THE DATA:

——————

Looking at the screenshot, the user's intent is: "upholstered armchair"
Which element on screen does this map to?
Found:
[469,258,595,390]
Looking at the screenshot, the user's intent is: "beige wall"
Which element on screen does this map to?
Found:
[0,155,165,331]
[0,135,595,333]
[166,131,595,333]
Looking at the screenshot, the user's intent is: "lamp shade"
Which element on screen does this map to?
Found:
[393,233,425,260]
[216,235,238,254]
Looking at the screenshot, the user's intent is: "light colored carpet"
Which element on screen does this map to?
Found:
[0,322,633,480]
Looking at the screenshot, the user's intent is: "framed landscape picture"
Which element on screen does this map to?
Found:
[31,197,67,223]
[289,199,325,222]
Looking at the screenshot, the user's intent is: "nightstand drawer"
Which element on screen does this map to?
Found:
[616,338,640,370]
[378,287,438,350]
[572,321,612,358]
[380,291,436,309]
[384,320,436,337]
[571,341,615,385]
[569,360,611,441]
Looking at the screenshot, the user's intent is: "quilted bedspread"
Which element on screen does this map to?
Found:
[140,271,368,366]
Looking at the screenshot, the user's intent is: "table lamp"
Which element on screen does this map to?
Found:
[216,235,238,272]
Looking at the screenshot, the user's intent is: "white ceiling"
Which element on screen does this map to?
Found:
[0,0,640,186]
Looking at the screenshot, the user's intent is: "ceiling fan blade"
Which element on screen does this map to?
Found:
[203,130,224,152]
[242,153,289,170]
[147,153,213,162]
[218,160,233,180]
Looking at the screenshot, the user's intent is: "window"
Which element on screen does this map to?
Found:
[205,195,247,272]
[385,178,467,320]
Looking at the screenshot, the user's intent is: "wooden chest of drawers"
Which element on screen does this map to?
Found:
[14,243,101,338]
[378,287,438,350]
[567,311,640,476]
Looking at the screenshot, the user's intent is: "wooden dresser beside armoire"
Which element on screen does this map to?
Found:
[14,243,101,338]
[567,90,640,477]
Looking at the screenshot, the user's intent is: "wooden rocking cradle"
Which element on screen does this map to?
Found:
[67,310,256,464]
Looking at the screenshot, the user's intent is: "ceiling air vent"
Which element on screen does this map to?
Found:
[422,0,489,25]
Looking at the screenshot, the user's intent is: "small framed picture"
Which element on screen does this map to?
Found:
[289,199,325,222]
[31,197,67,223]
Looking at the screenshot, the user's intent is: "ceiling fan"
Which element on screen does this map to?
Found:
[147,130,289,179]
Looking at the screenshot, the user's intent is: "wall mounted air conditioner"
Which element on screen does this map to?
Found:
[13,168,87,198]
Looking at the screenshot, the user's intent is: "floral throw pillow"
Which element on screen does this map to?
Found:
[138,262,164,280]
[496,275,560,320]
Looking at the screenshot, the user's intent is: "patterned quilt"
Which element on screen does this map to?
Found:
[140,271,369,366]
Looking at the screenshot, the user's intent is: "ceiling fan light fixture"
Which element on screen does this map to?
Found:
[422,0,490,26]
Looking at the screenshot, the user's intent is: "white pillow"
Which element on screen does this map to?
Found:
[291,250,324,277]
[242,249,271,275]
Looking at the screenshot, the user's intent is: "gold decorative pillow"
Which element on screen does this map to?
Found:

——————

Pull out every line of the listing above that contains the string "light". Case matters.

FINISHED TASK:
Looking at the screenshot, the user's intent is: "light colored carpet"
Looking at the screenshot, the user's intent is: "ceiling fan light fixture"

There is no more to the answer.